*** Begin section ***

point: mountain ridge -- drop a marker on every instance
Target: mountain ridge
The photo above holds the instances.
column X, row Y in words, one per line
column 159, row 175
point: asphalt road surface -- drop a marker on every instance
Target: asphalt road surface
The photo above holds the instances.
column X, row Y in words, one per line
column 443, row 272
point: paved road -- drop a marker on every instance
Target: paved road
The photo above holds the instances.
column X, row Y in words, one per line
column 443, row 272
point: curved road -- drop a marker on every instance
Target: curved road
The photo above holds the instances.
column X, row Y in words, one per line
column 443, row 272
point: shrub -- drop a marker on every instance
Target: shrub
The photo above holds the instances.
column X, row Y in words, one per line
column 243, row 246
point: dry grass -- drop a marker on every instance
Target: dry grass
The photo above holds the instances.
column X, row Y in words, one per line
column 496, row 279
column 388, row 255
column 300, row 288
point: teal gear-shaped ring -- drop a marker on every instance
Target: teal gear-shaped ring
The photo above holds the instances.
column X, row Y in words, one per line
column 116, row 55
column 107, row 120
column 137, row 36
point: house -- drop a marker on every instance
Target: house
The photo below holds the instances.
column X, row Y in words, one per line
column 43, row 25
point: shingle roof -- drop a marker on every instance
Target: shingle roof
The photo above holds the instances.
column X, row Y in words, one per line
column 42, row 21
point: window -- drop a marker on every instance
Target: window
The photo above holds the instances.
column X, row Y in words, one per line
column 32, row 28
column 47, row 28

*** End section ***

**Goal of the exercise**
From the listing above, return every line that contains the word "window".

**Answer area**
point: window -- drop a marker on every instance
Target: window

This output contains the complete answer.